* [PROBLEM TO WORK ON]
Your output must consist solely of the lines from the one containing "Can you spot the watermelon salad?" through the end of the records, reproduced exactly.

════

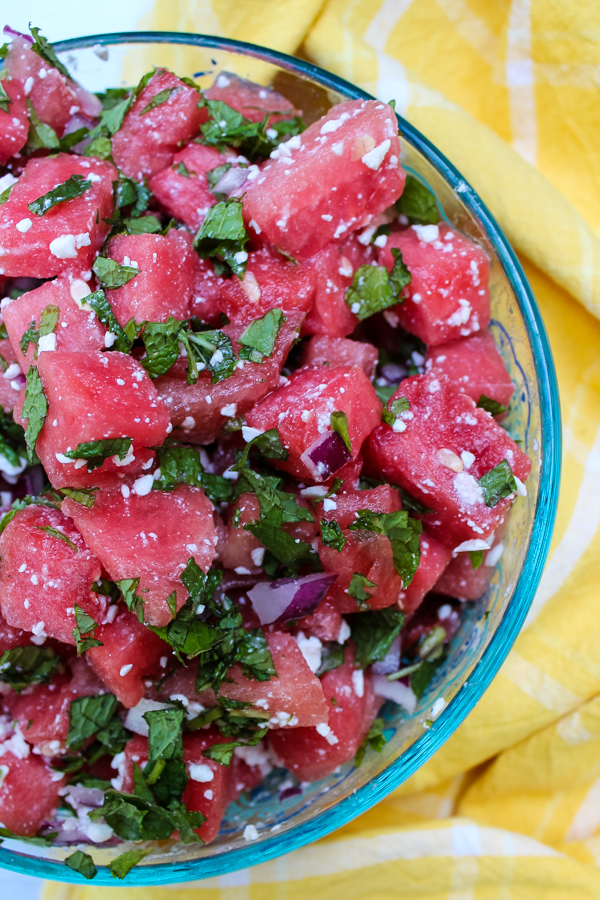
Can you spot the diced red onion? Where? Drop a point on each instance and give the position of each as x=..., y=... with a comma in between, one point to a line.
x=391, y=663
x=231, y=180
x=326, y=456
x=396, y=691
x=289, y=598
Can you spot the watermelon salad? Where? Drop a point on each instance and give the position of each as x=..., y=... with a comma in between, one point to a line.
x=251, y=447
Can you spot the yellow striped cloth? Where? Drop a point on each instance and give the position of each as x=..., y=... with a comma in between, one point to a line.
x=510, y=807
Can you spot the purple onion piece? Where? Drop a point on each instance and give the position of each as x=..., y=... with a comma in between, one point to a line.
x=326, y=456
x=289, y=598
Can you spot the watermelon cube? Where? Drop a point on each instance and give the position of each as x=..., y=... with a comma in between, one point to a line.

════

* [OUTPUT]
Can you spot the watermelon salad? Where? Drop a point on each instance and give the position of each as x=..., y=... with a comma in between, one point to a line.
x=251, y=447
Can you spot the yellow striped cloth? Where? Drop a point on each instance and give the position of each as x=..., y=... with a comma in between, one point to a line.
x=510, y=807
Can you spot the purple onion piece? Where? Drop a point on each instance and give the position of each as x=..., y=... with a comma in between, one point to a line.
x=326, y=456
x=289, y=598
Can you spot the watermelon cube? Where? Drop a point on each instance and give the position of each as x=..., y=... with a comma in between, one point to a line.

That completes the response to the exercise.